Cumin nutrition is broad and its benefits extensive, making it an essential ingredient to include in the diet. But what exactly is cumin?
Cumin is an annual, fragrant, and medicinal spice from the same family as parsley and fennel. It’s available as either ground powder or whole dry seeds. It’s native to the Middle East and India and a staple ingredient in African, Mexican, and Indian dishes.
Cumin has also been used as a preservative and a flavoring agent beyond its distinct earthy, nutty, warm, and spicy taste.
Not only is it a great seasoning, cumin is also a good source of vitamins and minerals. A tablespoon can provide:
- Calories: 23
- Sodium: 10 milligrams
- Fat: 1 gram
- Protein: 1 gram
- Dietary fiber: 1 gram
- Carbohydrate: 3 grams
- Iron: 4 milligrams, or 22 percent of daily requirements
- Manganese:2 milligrams, or 10 percent of the daily requirement
- Calcium: 56 milligrams. Or 6 percent of the daily requirement
- Magnesium: 22 milligrams, or 5 percent of the daily requirement
- Potassium: 107 milligrams, or 3 percent of the daily requirements
- Phosphorus: 30 milligrams, or 3 percent of the daily requirement
- Copper:1 milligrams, or 3 percent of the daily requirement
- Vitamin A: 76 IUs, or 2 percent of the daily requirements
Cumin Seed Health Benefits:
Traditionally, cumin has been used to promote digestion and ease respiratory conditions, among other benefits. Modern research is also showing that cumin indeed contains innumerable health benefits.
Cumin contains three main compounds: cymene, aldehyde, and terpenoids, which gives it its rich beneficial health profile.
1. Promotes digestion
Cumin has been used to relieve flatulence and improve indigestion.
It enhances the release of digestive juices like bile which helps break down fat and other nutrients. It also stimulates the activities of digestive enzymes involved in the proper digestion of food.
In one study, 57 patients with IBS were put on 20 drops of cumin essential oil daily and were to feel a questionnaire 2-4 weeks after starting the treatment and 2-4 weeks after stopping the treatment.
Participants recorded improved symptoms, including bloating, abdominal pain, fecal urgency, incomplete defecation, and mucus discharge in the stool.
Whole cumin seeds and ground cumin are also commonly used in Ayurvedic medicine to stimulate digestion, reduce flatulence, and eliminate toxins.
A study published in Digestive Diseases & Sciences revealed that cumin effectively treats irritable bowel syndrome (IBS) by relieving gastrointestinal distress caused by abdominal pain, bloating, constipation, and diarrhea.
Another study found that cumin powder could relieve IBS-related abdominal pain through its anti-inflammatory and anti-spasm properties.
Furthermore, a small clinical trial published in Phytotherapy Research found that a combination of fennel and cumin seeds significantly improved symptoms of IBS when compared to a placebo group.

☆ ☆ ☆

__PROBLEMS TO SOLVE__:
- a) In the cumin text above, turn the paragraph that begins "Cumin is an annual, fragrant, and medicinal spice" into a short bulleted list that keeps its main facts.
- b) Decide whether each statement agrees with the cumin text, answering yes or no and quoting the words from the text that settle it:
(i) Cumin belongs to the same plant family as parsley and fennel.
(ii) One tablespoon of cumin contains 5 grams of carbohydrate.
(iii) The trial published in Phytotherapy Research tested cumin on its own.
- c) List every word the cumin text uses to describe the taste of cumin.

☆ ☆ ☆

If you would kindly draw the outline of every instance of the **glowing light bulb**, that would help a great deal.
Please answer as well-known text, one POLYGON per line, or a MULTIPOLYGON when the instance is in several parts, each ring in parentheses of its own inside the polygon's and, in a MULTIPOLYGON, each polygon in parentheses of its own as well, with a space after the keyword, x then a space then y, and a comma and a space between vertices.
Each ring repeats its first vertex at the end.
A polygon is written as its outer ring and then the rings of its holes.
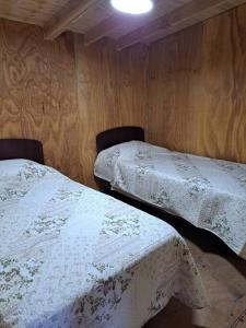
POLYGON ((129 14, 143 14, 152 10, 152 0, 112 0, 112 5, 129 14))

☆ ☆ ☆

__PER-TASK OUTPUTS__:
- a)
- An annual, fragrant, medicinal spice in the same family as parsley and fennel
- Sold as ground powder or whole dry seeds
- Native to the Middle East and India
- A staple in African, Mexican, and Indian dishes

- b)
(i) Yes: "from the same family as parsley and fennel"
(ii) No: "Carbohydrate: 3 grams"
(iii) No: "a combination of fennel and cumin seeds"

- c)
- earthy
- nutty
- warm
- spicy